[start Entries shown]

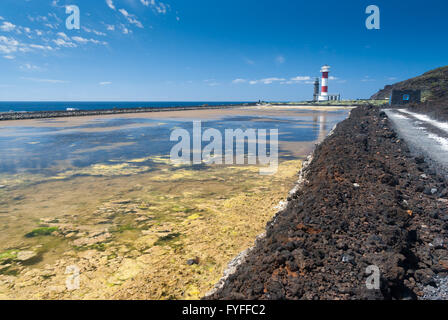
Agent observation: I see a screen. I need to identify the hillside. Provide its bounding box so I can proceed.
[371,66,448,101]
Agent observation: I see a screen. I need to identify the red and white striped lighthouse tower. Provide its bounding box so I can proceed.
[319,65,330,101]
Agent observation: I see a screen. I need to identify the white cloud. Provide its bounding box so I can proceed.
[232,79,247,84]
[30,44,53,51]
[204,79,219,87]
[0,21,16,32]
[53,39,77,48]
[20,77,68,83]
[20,63,42,71]
[0,36,20,55]
[72,36,107,45]
[140,0,169,14]
[106,0,116,10]
[81,26,106,36]
[118,9,143,28]
[249,77,286,85]
[57,32,70,41]
[275,56,286,64]
[290,76,311,81]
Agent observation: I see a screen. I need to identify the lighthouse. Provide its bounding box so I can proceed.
[319,65,330,101]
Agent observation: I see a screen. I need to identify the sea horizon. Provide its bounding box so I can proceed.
[0,101,253,113]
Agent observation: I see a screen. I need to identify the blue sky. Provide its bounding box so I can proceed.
[0,0,448,101]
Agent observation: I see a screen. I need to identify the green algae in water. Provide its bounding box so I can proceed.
[25,227,59,238]
[0,250,19,264]
[154,232,181,246]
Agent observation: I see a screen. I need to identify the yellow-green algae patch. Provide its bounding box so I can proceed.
[0,157,301,299]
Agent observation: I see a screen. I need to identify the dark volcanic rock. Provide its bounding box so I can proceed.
[207,107,448,299]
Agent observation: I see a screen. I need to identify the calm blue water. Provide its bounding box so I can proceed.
[0,110,348,175]
[0,101,247,112]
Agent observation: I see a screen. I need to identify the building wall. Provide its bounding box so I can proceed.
[390,90,422,105]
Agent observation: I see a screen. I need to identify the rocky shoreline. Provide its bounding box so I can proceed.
[0,103,256,121]
[205,107,448,300]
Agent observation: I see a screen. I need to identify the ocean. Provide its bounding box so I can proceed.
[0,101,248,112]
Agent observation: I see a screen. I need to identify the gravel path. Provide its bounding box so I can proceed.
[385,109,448,176]
[206,107,448,300]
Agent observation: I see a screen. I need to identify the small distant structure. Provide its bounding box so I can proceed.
[314,65,341,101]
[313,78,320,102]
[389,90,422,105]
[328,94,341,101]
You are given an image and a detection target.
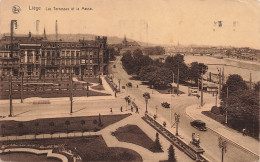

[end Entries shown]

#### Exercise aim
Copy the listing above line for line without any changes, and leave out the pictures.

#### Answer for this exercise
Agent observation: I see a screen. I need to identify the hillside. Provide its bounding box so I can proceed.
[371,66,448,101]
Agent observation: I see a screen. I need to identify the red and white striped lighthouse tower. Provide its bounding box so I can proceed.
[319,65,330,101]
Agent observation: I see a screen. I need to identify the white cloud. Provide its bounding box so I can proceed.
[232,79,247,84]
[30,44,53,51]
[204,79,219,87]
[0,21,16,32]
[53,39,77,48]
[20,77,68,83]
[20,63,42,71]
[0,36,20,55]
[72,36,107,45]
[140,0,169,14]
[106,0,116,10]
[81,26,106,36]
[118,9,143,28]
[249,77,286,85]
[57,32,70,41]
[275,56,286,64]
[290,76,311,81]
Agent observation: I see a screen. I need to identify the lighthouse. Provide its bounding box so I can proceed.
[319,65,330,101]
Agent observation: I see a screen. I need to identify the sea horizon. Provide its bounding box so I can proceed.
[0,101,253,113]
Agent observation: I see a screen. I need to identify the blue sky. Provide its bounding box so I can proceed.
[0,0,448,101]
Agent observation: I see a screen. I need to identify the green algae in water. Provide its bounding box so I can proceed.
[25,227,59,238]
[0,250,19,264]
[154,232,181,246]
Agent observation: I see a screen. I need to identify the yellow-green algae patch. Provide its bounding box so I can proceed.
[0,157,301,299]
Agent observation: I see a screen. I need to identify the dark volcanic rock. Provide its bounding box so I can proceed.
[207,107,448,299]
Agent observation: I see a screen. I need to identify the calm blue water. Provide its bounding box so I can proceed.
[0,110,348,175]
[0,101,247,112]
Agent observation: I see a screen. I need to identify the building wall. Provide its bounding box so I can proceed.
[390,90,422,105]
Agent observation: I see a screen. I need to identify the rocky shoreline. Provide its bounding box so I can proceed.
[0,103,256,121]
[205,107,448,300]
Agent observation: I see a screen. I need to identify the ocean. Provide its bounding box so I can proceed.
[0,101,248,112]
Agent observation: I see a screen. I need to identify the gravel path. Provide its bounding box so I can proceed.
[385,109,448,176]
[206,107,448,300]
Agent observation: I see a screen. I need to identify the small distant structure. Provide its bounding box so I can proceed.
[314,65,341,101]
[313,78,320,102]
[389,90,422,105]
[328,94,341,101]
You are given an image and a detection target.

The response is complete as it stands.